Brief: Copy the data word for word, keeping every line.

Raw records:
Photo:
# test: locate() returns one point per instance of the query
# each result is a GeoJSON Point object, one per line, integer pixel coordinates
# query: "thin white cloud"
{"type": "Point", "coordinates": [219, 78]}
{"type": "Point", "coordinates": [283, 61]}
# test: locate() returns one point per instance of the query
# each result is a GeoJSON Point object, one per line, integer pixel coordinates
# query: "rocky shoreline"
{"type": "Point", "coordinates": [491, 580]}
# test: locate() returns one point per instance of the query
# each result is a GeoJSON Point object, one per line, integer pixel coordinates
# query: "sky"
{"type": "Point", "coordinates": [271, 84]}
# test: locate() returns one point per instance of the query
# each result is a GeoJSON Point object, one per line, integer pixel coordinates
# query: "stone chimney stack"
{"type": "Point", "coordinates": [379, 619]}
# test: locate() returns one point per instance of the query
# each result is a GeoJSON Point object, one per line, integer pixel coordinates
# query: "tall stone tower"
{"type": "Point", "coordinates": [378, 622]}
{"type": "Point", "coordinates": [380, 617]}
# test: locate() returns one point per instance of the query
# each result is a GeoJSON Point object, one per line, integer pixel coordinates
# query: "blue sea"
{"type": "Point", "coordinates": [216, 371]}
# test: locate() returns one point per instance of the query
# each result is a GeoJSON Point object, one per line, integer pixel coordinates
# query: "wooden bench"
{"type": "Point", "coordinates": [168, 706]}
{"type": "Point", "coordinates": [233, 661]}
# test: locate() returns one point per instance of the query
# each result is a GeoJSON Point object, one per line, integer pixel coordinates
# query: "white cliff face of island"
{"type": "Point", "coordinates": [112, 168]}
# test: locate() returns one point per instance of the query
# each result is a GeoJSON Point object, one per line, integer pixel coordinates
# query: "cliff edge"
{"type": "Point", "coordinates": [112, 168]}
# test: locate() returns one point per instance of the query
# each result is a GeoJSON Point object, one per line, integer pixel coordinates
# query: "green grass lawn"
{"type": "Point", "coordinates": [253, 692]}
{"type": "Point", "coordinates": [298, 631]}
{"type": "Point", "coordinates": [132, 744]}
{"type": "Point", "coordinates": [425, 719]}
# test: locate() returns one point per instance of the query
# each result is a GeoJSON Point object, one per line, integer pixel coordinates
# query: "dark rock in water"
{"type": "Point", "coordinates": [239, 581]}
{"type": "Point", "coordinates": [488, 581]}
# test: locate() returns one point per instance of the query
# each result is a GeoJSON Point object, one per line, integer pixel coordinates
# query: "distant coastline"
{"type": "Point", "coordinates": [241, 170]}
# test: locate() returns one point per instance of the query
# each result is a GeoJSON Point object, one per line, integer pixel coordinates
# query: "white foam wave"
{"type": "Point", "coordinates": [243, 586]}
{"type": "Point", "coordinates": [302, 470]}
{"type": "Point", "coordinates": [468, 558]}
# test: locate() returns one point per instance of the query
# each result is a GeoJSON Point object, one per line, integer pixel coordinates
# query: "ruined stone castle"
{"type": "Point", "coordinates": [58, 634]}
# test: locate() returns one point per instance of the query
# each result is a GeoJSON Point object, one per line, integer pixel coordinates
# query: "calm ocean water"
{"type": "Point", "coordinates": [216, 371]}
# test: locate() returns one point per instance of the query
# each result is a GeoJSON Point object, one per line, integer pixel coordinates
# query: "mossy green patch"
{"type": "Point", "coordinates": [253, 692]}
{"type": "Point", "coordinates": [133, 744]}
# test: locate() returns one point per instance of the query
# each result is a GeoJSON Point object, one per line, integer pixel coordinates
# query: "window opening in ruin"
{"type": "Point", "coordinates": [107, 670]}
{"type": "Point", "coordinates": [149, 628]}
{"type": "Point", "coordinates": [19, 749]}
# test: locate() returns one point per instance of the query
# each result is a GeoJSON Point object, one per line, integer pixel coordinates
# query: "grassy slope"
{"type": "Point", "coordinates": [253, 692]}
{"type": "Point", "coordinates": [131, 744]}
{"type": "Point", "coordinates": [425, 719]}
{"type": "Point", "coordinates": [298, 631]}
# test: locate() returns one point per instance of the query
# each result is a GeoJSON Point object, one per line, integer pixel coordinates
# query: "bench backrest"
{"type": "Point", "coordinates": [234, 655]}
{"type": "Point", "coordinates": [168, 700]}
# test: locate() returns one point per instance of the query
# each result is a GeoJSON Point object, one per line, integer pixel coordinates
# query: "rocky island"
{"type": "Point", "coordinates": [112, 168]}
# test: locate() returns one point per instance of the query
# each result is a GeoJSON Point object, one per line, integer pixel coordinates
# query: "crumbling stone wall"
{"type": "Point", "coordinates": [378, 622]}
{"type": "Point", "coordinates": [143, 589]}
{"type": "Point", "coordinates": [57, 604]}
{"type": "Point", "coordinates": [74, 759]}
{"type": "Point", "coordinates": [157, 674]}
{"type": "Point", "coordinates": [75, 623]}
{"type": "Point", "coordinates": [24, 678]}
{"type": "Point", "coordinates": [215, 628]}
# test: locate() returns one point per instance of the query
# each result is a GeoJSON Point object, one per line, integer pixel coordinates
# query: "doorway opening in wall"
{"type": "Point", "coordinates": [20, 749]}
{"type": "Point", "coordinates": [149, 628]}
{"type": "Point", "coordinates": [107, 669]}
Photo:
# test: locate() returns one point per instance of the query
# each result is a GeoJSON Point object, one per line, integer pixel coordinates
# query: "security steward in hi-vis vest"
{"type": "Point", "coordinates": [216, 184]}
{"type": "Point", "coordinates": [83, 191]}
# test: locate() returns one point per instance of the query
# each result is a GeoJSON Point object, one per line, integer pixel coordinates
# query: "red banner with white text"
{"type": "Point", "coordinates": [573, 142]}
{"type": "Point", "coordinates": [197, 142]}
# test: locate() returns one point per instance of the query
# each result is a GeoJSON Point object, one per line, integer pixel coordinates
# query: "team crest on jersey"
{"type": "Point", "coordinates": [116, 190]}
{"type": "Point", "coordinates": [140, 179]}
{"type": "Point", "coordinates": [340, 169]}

Answer in full:
Photo:
# test: locate() returns one point per instance of the query
# each result is a GeoJSON Point object, one per line, integer pixel coordinates
# query: "thin white cloud"
{"type": "Point", "coordinates": [219, 78]}
{"type": "Point", "coordinates": [283, 61]}
# test: locate() returns one point per instance of the query
# each result is a GeoJSON Point object, one per line, integer pixel coordinates
# query: "rocky shoreline"
{"type": "Point", "coordinates": [491, 580]}
# test: locate() returns one point per instance of the query
# each result is a GeoJSON Point object, one per line, integer pixel coordinates
# query: "sky"
{"type": "Point", "coordinates": [271, 84]}
# test: locate() returns one point per instance of the query
# each result is a GeoJSON Point object, one per line, integer pixel coordinates
# query: "stone chimney stack"
{"type": "Point", "coordinates": [379, 619]}
# test: locate() returns one point per instance of the query
# each result is a GeoJSON Point object, one per line, integer pixel coordinates
# query: "tall stone tower"
{"type": "Point", "coordinates": [378, 622]}
{"type": "Point", "coordinates": [380, 617]}
# test: locate() returns one point per instance of the query
# each result is a GeoJSON Point object, one per line, integer pixel coordinates
# query: "blue sea"
{"type": "Point", "coordinates": [216, 371]}
# test: locate() returns one point per instance of the query
# each result is a GeoJSON Point object, one per line, integer pixel coordinates
# query: "wooden bench"
{"type": "Point", "coordinates": [168, 706]}
{"type": "Point", "coordinates": [233, 661]}
# test: locate() returns one point per instance of the query
# each result is a GeoJSON Point object, one per line, integer pixel coordinates
# query: "white cliff face of island"
{"type": "Point", "coordinates": [112, 168]}
# test: locate() returns one point per instance of the query
# each result is a GeoJSON Point object, one per line, integer pixel coordinates
# query: "cliff edge"
{"type": "Point", "coordinates": [112, 168]}
# test: locate() returns one point per instance of the query
# each result is a GeoJSON Point object, one per line, integer pixel coordinates
# query: "green grass lawn"
{"type": "Point", "coordinates": [253, 692]}
{"type": "Point", "coordinates": [298, 631]}
{"type": "Point", "coordinates": [132, 744]}
{"type": "Point", "coordinates": [425, 719]}
# test: locate() returns one point per instance of the query
# each result is a GeoJSON Point object, one per line, integer pixel coordinates
# query: "dark rock in water"
{"type": "Point", "coordinates": [239, 581]}
{"type": "Point", "coordinates": [488, 581]}
# test: locate() returns one point per instance of the query
# each result is a GeoJSON Point object, one per line, integer pixel coordinates
# query: "distant coastline"
{"type": "Point", "coordinates": [241, 170]}
# test: locate() returns one point per instance of the query
# each result is a GeoJSON Point object, one per line, integer pixel coordinates
# query: "white foam wave"
{"type": "Point", "coordinates": [243, 586]}
{"type": "Point", "coordinates": [302, 470]}
{"type": "Point", "coordinates": [468, 558]}
# test: locate() returns one point per instance of the query
# each result is a GeoJSON Point object, one per line, integer pixel coordinates
# query: "ruined stone castle"
{"type": "Point", "coordinates": [58, 634]}
# test: locate() returns one point per instance of the query
# each result is a GeoJSON Point object, one per line, integer pixel coordinates
# query: "calm ocean water"
{"type": "Point", "coordinates": [216, 371]}
# test: locate() returns one point per instance of the query
# each result is a GeoJSON Point object, one per line, integer pixel coordinates
# query: "mossy green patch"
{"type": "Point", "coordinates": [253, 692]}
{"type": "Point", "coordinates": [133, 744]}
# test: locate() returns one point per instance of the query
# each result is a GeoJSON Point object, one per line, integer pixel coordinates
# query: "window opening in ruin"
{"type": "Point", "coordinates": [107, 670]}
{"type": "Point", "coordinates": [149, 628]}
{"type": "Point", "coordinates": [19, 749]}
# test: locate() returns one point per instance of the query
# each result is a GeoJSON Point object, one per line, integer pixel coordinates
# query: "grassy slope"
{"type": "Point", "coordinates": [253, 692]}
{"type": "Point", "coordinates": [131, 744]}
{"type": "Point", "coordinates": [425, 719]}
{"type": "Point", "coordinates": [298, 631]}
# test: locate() returns one point per instance of the query
# each result is a GeoJSON Point object, one per line, integer pixel coordinates
# query: "bench backrest"
{"type": "Point", "coordinates": [234, 655]}
{"type": "Point", "coordinates": [168, 700]}
# test: locate() returns one point per instance of the query
# each result is a GeoJSON Point object, one per line, integer pixel coordinates
# query: "rocky island"
{"type": "Point", "coordinates": [112, 168]}
# test: locate() returns one point per instance of the query
# each result is a GeoJSON Point object, one per line, integer pixel coordinates
# query: "crumbling stone wall"
{"type": "Point", "coordinates": [378, 622]}
{"type": "Point", "coordinates": [143, 589]}
{"type": "Point", "coordinates": [57, 604]}
{"type": "Point", "coordinates": [74, 759]}
{"type": "Point", "coordinates": [157, 674]}
{"type": "Point", "coordinates": [75, 623]}
{"type": "Point", "coordinates": [24, 678]}
{"type": "Point", "coordinates": [215, 628]}
# test: locate() returns one point per instance of the query
# each result is a GeoJSON Point object, one per line, integer pixel coordinates
# query: "doorway opening in wall"
{"type": "Point", "coordinates": [20, 749]}
{"type": "Point", "coordinates": [149, 628]}
{"type": "Point", "coordinates": [107, 669]}
Photo:
# test: locate() returns one point per instance of the query
# each result is a GeoJSON Point object, one per line, integer pixel coordinates
# query: "security steward in hi-vis vest"
{"type": "Point", "coordinates": [216, 184]}
{"type": "Point", "coordinates": [83, 191]}
# test: locate() returns one point per instance of the query
# each result is a GeoJSON Point object, one per line, integer pixel coordinates
# query: "red banner with white text"
{"type": "Point", "coordinates": [573, 142]}
{"type": "Point", "coordinates": [197, 142]}
# test: locate() returns one point per instance of the query
# each result is a GeoJSON Point object, one per line, integer pixel coordinates
# query: "team crest on jersey"
{"type": "Point", "coordinates": [116, 190]}
{"type": "Point", "coordinates": [140, 179]}
{"type": "Point", "coordinates": [340, 169]}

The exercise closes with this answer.